Please report every line below that contains the string "hedge", treating uppercase and lowercase as different.

(Items listed in a dataset)
__________________________________________________

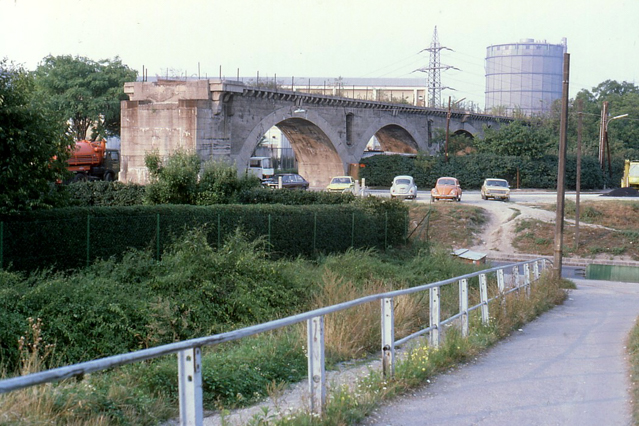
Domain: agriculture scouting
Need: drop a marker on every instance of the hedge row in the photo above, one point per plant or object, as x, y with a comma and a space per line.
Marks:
471, 170
74, 237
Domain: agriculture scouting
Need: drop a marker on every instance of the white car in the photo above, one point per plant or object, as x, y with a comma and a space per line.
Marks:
404, 187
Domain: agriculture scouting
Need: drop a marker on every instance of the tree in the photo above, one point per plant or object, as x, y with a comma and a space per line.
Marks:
519, 138
33, 144
88, 93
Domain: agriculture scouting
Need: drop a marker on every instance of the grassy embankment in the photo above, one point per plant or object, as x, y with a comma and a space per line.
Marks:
167, 297
617, 234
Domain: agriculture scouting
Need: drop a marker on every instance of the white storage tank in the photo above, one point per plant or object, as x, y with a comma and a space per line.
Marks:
524, 76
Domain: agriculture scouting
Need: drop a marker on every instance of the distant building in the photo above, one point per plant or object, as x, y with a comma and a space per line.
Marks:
525, 76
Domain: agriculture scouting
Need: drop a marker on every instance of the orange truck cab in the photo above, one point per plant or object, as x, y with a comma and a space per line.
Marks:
93, 161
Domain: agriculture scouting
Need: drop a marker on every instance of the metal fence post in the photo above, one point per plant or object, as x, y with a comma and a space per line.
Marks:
269, 232
527, 278
353, 231
88, 239
483, 294
157, 235
314, 232
1, 245
500, 281
434, 316
316, 369
388, 337
463, 305
385, 230
219, 231
190, 386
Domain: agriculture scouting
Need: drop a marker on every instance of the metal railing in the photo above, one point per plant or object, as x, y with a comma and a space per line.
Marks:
189, 351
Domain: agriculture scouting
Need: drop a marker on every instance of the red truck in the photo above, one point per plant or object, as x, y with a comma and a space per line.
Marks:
93, 161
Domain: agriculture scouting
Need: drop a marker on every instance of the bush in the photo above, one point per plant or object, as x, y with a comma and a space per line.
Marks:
100, 193
115, 307
74, 237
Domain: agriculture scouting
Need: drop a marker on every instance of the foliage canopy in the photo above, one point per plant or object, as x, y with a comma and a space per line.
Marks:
87, 92
33, 144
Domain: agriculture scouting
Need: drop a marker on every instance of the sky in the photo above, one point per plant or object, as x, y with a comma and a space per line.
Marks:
323, 38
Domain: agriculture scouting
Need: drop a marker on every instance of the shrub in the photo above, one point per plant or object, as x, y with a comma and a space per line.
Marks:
100, 193
76, 236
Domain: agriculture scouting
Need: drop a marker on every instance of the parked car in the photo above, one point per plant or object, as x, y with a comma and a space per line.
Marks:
497, 189
340, 184
404, 187
446, 188
289, 181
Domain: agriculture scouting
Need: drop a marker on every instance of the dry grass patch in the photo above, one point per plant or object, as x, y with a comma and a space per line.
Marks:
354, 333
621, 215
534, 236
449, 223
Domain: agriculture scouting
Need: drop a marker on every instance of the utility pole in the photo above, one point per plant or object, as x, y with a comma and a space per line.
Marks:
579, 129
434, 83
602, 133
561, 175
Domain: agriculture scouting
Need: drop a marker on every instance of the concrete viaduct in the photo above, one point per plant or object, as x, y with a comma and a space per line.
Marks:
227, 119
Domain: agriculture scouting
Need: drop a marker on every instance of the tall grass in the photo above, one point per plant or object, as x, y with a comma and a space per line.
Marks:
350, 404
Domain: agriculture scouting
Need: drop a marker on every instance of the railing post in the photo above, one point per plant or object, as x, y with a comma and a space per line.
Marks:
314, 232
269, 232
463, 305
157, 235
1, 245
219, 231
316, 371
434, 316
190, 386
353, 231
388, 337
500, 281
483, 294
88, 240
527, 278
385, 231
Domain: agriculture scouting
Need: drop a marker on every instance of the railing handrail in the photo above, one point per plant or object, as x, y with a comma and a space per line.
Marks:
80, 369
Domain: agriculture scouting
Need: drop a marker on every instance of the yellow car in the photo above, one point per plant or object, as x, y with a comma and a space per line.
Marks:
446, 188
497, 189
341, 184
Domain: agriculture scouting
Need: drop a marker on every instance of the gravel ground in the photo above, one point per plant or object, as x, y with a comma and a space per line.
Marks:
569, 367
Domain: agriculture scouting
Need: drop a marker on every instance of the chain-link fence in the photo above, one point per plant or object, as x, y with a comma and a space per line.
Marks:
77, 240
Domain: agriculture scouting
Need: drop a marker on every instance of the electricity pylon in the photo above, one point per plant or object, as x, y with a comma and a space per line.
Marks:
434, 85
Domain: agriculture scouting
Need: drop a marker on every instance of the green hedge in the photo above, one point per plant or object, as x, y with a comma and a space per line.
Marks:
74, 237
471, 170
100, 193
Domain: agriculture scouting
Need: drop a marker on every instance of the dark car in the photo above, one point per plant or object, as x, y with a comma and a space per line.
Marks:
288, 181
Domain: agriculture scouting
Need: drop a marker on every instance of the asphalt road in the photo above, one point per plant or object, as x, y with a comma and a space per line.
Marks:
516, 196
567, 367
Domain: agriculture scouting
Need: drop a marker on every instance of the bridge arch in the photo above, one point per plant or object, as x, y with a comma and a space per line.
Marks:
312, 138
393, 136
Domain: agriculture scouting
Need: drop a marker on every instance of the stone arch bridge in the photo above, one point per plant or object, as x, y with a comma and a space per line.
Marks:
227, 120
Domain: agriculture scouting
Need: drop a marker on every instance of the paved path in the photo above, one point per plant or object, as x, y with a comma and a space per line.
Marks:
568, 367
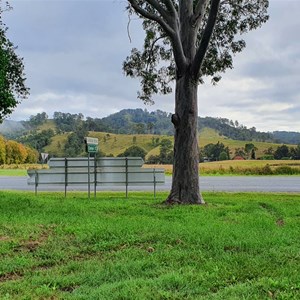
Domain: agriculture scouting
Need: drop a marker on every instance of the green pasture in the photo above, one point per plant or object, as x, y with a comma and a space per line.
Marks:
227, 167
237, 246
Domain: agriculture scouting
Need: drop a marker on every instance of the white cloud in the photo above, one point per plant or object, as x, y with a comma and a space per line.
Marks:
73, 53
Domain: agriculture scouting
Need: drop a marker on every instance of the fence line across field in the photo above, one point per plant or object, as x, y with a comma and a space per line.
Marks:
104, 171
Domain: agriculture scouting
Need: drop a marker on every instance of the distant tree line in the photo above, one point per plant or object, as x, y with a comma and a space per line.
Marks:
139, 121
12, 152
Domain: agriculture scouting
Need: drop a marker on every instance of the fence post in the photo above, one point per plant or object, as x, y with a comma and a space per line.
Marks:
95, 176
126, 175
154, 183
36, 181
66, 175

__________________________________________________

● Result:
Need: drop a marker on every instance of the hedge row in the photo above, one point per plant or object, as x, y with a comma and a space per line.
Need: drop a marker on every instance of the green hedge in the photo above, one point per plant or object, as x, y with a comma and a space per line.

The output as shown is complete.